> [Goal of the exercise]:
Below you will find a set of lines. Repeat them all exactly.

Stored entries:
· · ·

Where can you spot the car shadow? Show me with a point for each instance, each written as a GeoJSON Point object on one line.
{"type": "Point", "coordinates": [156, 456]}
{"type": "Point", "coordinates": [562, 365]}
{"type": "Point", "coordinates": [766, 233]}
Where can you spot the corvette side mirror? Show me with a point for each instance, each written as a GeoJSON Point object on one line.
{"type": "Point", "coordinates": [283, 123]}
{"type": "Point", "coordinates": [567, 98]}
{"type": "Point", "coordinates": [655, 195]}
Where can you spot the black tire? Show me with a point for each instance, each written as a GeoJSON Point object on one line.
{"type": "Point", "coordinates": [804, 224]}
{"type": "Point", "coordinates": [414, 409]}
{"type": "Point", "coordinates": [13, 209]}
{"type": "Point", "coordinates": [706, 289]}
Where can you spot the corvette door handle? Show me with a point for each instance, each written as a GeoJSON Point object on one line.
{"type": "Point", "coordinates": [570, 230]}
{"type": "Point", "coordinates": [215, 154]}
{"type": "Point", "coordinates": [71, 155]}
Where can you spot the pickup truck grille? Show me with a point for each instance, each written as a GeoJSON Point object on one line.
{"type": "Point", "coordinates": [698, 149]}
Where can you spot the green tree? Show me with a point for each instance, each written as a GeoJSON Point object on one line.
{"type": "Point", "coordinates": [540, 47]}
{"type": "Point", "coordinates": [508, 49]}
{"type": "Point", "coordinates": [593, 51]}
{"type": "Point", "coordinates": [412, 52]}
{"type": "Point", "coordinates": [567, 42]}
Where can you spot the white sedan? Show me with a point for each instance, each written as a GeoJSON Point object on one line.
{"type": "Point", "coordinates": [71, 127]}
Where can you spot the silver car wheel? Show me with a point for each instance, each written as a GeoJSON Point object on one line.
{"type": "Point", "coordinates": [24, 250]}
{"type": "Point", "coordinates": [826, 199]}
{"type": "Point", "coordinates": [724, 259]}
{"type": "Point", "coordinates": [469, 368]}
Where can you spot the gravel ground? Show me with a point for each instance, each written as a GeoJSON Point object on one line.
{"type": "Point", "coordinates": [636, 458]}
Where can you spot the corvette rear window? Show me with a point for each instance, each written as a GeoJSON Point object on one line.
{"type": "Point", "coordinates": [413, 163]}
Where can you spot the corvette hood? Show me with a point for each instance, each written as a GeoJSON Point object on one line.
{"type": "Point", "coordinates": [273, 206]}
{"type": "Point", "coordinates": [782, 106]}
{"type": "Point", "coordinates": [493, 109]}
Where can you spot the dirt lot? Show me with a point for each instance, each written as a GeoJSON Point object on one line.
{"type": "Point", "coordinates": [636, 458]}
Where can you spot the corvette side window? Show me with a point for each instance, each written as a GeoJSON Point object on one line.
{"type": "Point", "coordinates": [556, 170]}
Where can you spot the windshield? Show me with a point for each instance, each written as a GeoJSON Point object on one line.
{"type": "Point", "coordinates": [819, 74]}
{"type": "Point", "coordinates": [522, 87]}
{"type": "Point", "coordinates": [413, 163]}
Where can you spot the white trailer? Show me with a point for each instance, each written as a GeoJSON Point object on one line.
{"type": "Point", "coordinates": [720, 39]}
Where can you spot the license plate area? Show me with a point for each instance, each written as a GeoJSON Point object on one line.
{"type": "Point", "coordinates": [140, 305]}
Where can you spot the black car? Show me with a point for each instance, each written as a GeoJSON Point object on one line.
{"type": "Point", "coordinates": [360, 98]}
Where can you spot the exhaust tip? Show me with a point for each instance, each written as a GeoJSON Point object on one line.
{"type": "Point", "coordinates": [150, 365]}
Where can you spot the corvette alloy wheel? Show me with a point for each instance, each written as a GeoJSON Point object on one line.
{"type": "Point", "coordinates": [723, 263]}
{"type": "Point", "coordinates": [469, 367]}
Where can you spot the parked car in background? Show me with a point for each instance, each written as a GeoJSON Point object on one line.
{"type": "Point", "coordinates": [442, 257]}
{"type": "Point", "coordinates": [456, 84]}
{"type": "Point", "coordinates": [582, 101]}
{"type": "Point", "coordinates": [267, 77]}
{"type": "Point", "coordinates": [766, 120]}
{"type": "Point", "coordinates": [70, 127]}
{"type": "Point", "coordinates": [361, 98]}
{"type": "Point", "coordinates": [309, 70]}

· · ·

> [Exercise output]:
Where can you spot the car shadow? Show me with a point for each instance, each written as a GeoJSON Point object on one line.
{"type": "Point", "coordinates": [156, 456]}
{"type": "Point", "coordinates": [562, 365]}
{"type": "Point", "coordinates": [766, 233]}
Where can you spot the corvette side mirror? Show me with a point for each instance, each written as a GeoJSON Point object on one line.
{"type": "Point", "coordinates": [283, 123]}
{"type": "Point", "coordinates": [567, 98]}
{"type": "Point", "coordinates": [655, 195]}
Where can you spot the black tire? Show me with a point for each instance, each written as a GeoJSON Point object on one line.
{"type": "Point", "coordinates": [804, 224]}
{"type": "Point", "coordinates": [414, 409]}
{"type": "Point", "coordinates": [13, 209]}
{"type": "Point", "coordinates": [706, 289]}
Where can you spot the corvette door handle? Show me with a point for each instance, each written as a GeoJSON Point object on one line.
{"type": "Point", "coordinates": [570, 230]}
{"type": "Point", "coordinates": [215, 154]}
{"type": "Point", "coordinates": [71, 155]}
Where can you spot the pickup truck grille? Show me with a point for each instance, each written as a GeoJSON Point object on one line.
{"type": "Point", "coordinates": [698, 149]}
Where can you spot the green tree? Show me with a point for each instance, each written as a GeoJSON Point object on one line.
{"type": "Point", "coordinates": [540, 47]}
{"type": "Point", "coordinates": [508, 49]}
{"type": "Point", "coordinates": [593, 51]}
{"type": "Point", "coordinates": [412, 52]}
{"type": "Point", "coordinates": [567, 42]}
Where can you spot the white sedan? Show me with a point for each instance, each written as a GeoJSON Point object on one line.
{"type": "Point", "coordinates": [71, 127]}
Where can you spot the silver car wheel? Show me with a point for each instance, each written as a GeoJSON Point object on one line.
{"type": "Point", "coordinates": [24, 250]}
{"type": "Point", "coordinates": [826, 199]}
{"type": "Point", "coordinates": [724, 259]}
{"type": "Point", "coordinates": [469, 368]}
Where can you spot the gravel ground? Show me with a point for each instance, each written as a GeoJSON Point object on one line.
{"type": "Point", "coordinates": [636, 458]}
Where can you spot the corvette rear window? Show me with a point for each instance, each written as a GeoJSON Point object on one line.
{"type": "Point", "coordinates": [413, 163]}
Where can you spot the corvette hood? Show me with a point for each instance, each written as a GeoJSON Point object on one line.
{"type": "Point", "coordinates": [273, 206]}
{"type": "Point", "coordinates": [782, 106]}
{"type": "Point", "coordinates": [493, 109]}
Where can you spot the dirt lot? Show me with a point for each instance, each written as a GeoJSON Point object on one line.
{"type": "Point", "coordinates": [636, 458]}
Where can you spot the corvette side window? Show me with a point for each instance, each written as a GeoJSON Point object on one line.
{"type": "Point", "coordinates": [556, 170]}
Where can you spot the windshield? Show me with a point for each instance, each written as a GeoJSON Point object on one line.
{"type": "Point", "coordinates": [819, 74]}
{"type": "Point", "coordinates": [522, 87]}
{"type": "Point", "coordinates": [413, 163]}
Where can you spot the white trailer? Show me with a point for each instance, each written as a GeoJSON Point object on one line.
{"type": "Point", "coordinates": [720, 39]}
Where can you spot the license plate area? Show me with a point for each instance, each written as a GeoJSON Point object on one line.
{"type": "Point", "coordinates": [140, 305]}
Where can you spot the black car? Show me with a point for each instance, each written as a GeoJSON Point object on one line.
{"type": "Point", "coordinates": [360, 98]}
Where can you spot the exhaust tip? Show me with a point for each instance, each written as a GeoJSON Point object on one line.
{"type": "Point", "coordinates": [150, 365]}
Where can you spot the corvette alloy wheel? Show me with a point for each instance, each written as a GeoJSON Point object on one line.
{"type": "Point", "coordinates": [723, 263]}
{"type": "Point", "coordinates": [469, 367]}
Where can you spot the parked car in background? Show me with a point for each instance, each written as a GeoJSON Point object on one line.
{"type": "Point", "coordinates": [442, 257]}
{"type": "Point", "coordinates": [456, 84]}
{"type": "Point", "coordinates": [582, 101]}
{"type": "Point", "coordinates": [267, 77]}
{"type": "Point", "coordinates": [766, 120]}
{"type": "Point", "coordinates": [70, 127]}
{"type": "Point", "coordinates": [361, 98]}
{"type": "Point", "coordinates": [309, 70]}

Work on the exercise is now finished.